[ASSIGNMENT] The whole of the data must be transcribed exactly.

____ ENTRIES SUPPLIED

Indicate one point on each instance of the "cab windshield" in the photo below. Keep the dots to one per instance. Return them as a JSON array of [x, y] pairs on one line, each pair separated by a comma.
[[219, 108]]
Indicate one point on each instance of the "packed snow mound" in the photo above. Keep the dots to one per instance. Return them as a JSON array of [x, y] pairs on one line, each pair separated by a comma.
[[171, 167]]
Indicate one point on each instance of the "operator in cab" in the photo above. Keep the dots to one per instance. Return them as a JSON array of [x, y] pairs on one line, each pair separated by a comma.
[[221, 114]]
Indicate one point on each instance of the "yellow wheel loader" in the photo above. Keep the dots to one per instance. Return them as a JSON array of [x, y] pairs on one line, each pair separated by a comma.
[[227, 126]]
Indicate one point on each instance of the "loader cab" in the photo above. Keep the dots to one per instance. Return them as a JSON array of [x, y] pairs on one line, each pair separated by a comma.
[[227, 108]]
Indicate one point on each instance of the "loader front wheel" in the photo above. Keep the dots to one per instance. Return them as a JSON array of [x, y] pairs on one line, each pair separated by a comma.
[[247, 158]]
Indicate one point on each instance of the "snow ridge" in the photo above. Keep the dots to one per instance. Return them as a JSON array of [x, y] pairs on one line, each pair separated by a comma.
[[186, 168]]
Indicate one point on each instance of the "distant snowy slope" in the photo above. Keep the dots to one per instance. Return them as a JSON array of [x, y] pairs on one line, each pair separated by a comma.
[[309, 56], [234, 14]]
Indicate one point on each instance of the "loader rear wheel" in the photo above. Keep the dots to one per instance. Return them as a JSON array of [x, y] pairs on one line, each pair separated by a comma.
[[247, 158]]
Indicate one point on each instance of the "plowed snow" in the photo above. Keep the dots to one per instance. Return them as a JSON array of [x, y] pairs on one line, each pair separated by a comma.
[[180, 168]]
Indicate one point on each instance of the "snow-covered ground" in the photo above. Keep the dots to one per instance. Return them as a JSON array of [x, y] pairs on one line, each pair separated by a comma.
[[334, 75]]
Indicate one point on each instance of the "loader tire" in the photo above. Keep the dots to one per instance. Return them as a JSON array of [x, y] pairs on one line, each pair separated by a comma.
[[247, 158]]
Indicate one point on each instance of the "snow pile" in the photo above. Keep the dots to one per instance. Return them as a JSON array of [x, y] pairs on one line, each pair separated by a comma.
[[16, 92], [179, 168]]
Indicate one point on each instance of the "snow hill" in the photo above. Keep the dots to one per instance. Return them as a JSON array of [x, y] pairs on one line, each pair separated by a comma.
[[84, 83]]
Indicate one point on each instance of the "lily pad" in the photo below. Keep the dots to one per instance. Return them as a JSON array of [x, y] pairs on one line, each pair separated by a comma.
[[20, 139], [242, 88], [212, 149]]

________

[RESULT]
Indicate one point on each instance of the "cab windshield" in the photo below. Keep the dots to one per instance. Return them as a JSON array of [x, y] pairs on one line, each pair separated by a comma.
[[219, 108]]
Indicate one point on each instance of the "packed snow mound" in the photo above. Keep the dots to one per instance. Return them as a JSON array of [x, y] pairs on one line, each pair separated by a comma.
[[171, 167]]
Indicate one point on each instance of the "operator in cab" in the photo above. Keep the dots to one per instance. Return them as a JSON array of [x, y] pairs on one line, each pair separated by a comma.
[[221, 114]]
Indicate one point on each instance of the "yellow wheel loader" in the photo above. Keep the dots to one per instance. Return them as a JSON array of [x, y] pairs on one line, each pair separated by a comma.
[[227, 126]]
Indicate one point on each instance of the "loader cab" in the photo above. Keep the dots to one per instance. Return them as a JSON array of [x, y] pairs on one line, each pair separated by a comma.
[[227, 108]]
Indicate one point on each instance of the "loader front wheel" in the photo above. Keep the dots to one per instance. Return them as a JSON array of [x, y] pairs on one line, each pair separated by a comma.
[[247, 158]]
Indicate one point on each instance of the "snow ridge" in the photo above. Keep the dots to one per instance. Return them as a JSON array of [x, y] pairs on one line, each pair separated by a comma.
[[186, 168]]
Indicate one point on each instance of the "distant snowy slope" in the photo above. Keep the dots to one per instance. Return them as a JSON array of [x, y] pairs on one line, each pair separated by a comma.
[[309, 56], [234, 14]]
Indicate one point on each instance of the "loader rear wheel" in the photo above. Keep the dots to one per instance. Return them as a JSON array of [x, y] pairs on one line, each pair separated by a comma.
[[247, 158]]
Indicate one point on each instance of the "plowed snow" in the photo above. Keep the dots to one per instance. Return them as a JSON array of [x, y] pairs on one line, each pair separated by a comma.
[[180, 168]]
Indicate one point on each instance of the "snow-covered ground" in the photo above. Keep the dots to one per instance. Return them as a JSON array of [x, y] pairs on one line, each pair separated by a comma.
[[334, 75]]
Indicate one point on each instance of the "loader tire" in the photo above. Keep the dots to one per instance. Return them as a JSON array of [x, y] pairs on one line, each pair separated by a comma.
[[247, 158]]
Indicate one point on each instance of the "snow pile" in the photo above. Keep the dots to one per instance. Return them as a JSON array of [x, y] pairs on one line, each pair separated by a comma.
[[16, 92], [179, 168]]
Indicate one point on each instance of the "snow hill" in the photo above. Keep the dots to one per instance. Return them as a JSON array of [x, y] pairs on one line, each pair separated by a comma.
[[84, 83]]
Indicate one point on each instance of the "lily pad" in the photo below. Keep the dots to one per instance. Return them as a JSON array of [x, y] pairs on one line, each pair separated by a comma.
[[20, 139], [242, 88], [212, 149]]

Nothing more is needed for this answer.